#### EXERCISE DESCRIPTION:
According to the passage, how long did Sun Maya's surgery last? Please answer in a few words.

#### PASSAGE:
Shakti, her husband is now responsible for all the household responsibilities, and the family has fallen into the trap of extreme poverty.
Sun Maya tries to help, she has learnt to move with the help of her hand, but only within the periphery of her home. The region is highly perilous, and if she ventures a little further off, she risks falling down and injuring herself, which has happened four times since she has become blind.
The family doesn’t have the money to cure Sun Maya, and the family can’t even imagine making the twelve-hour journey to the city to have her eyes checked.

When Shakti heard of a Tej Kohli & Ruit Foundation eye screening camp arriving in their village, his eyes lit up. The camp would only be a three hour journey from their home, meaning Shakti could ensure that his wife was safe.
Shakti brought his wife to the screening camp, and when the day for the surgery arrived, he prepared his wife, packed their bags, locked their home, and made the journey to the camp.
A day earlier, a team from the Tilganga Institute of Ophthalmology led by Dr Sanduk Ruit had arrived in Basantapur. Overnight, the Shri Basanta Higher Secondary School was converted into an eye clinic, with classrooms serving as spaces for biometry tests, an anesthesiology room, and a temporary operating theatre.
Early morning the next day, patients began to arrive. Altogether, 2218 people were screened from across the hills in preparation for the camp. More than 200 people were found to be living with cataracts and were invited for their free surgery.

Inside the operating room, Dr Sanduk Ruit and Dr Hom Gurung began curing the patients waiting for their surgery.
Sun Maya was scheduled to undergo surgery on the first day, but in the morning, as she tried to go to the toilet unaccompanied, fell into a ditch and injured her leg. She had to get five stitches, and her surgery was postponed for the next day.
The next morning, after a successful day one of surgeries, Dr Ruit and Dr Gurung got back to the theatre.
Soon Sun Maya was carried into the operating theatre. Her surgery lasted fifteen minutes.
Dr Ruit skillfully removed her cataracts, as he has done for more than 100,000 patients in the past three decades in his pursuit to end needless blindness across the developing world.

#### EXTRACTED ENTRIES:
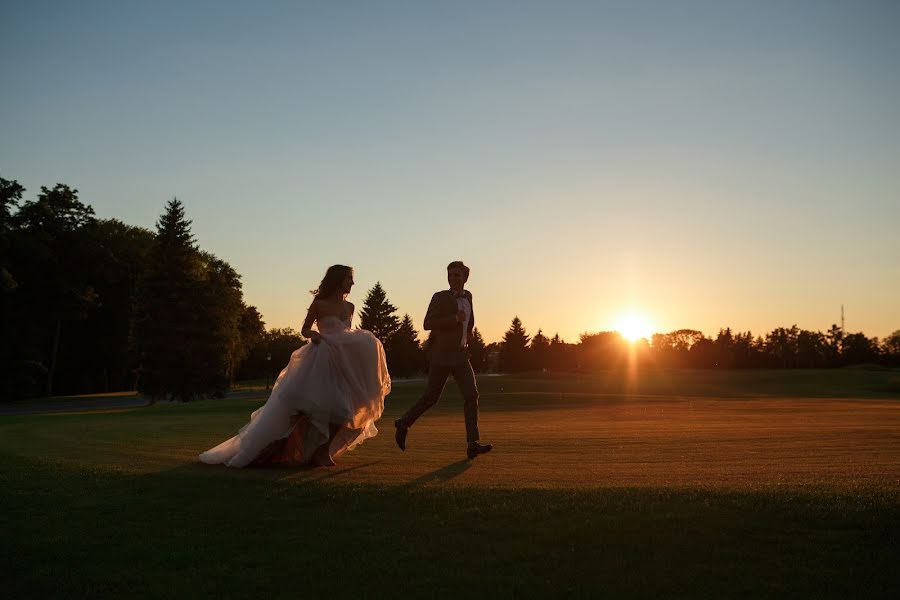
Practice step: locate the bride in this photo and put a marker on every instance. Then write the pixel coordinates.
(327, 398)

==

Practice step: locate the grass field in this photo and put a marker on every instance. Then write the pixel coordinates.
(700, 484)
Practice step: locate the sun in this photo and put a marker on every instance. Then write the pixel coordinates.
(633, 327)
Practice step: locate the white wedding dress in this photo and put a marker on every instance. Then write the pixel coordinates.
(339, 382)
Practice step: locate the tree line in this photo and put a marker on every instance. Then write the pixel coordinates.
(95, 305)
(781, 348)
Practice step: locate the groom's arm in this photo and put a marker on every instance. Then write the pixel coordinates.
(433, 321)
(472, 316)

...

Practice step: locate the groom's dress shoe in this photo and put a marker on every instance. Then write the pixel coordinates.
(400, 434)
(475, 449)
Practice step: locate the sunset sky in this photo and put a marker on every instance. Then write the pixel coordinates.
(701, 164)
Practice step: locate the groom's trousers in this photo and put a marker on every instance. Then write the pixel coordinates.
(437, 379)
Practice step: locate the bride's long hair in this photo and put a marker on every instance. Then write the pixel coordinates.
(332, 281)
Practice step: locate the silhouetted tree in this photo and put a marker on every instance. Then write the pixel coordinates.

#### ANSWER TO THIS EXERCISE:
Fifteen minutes.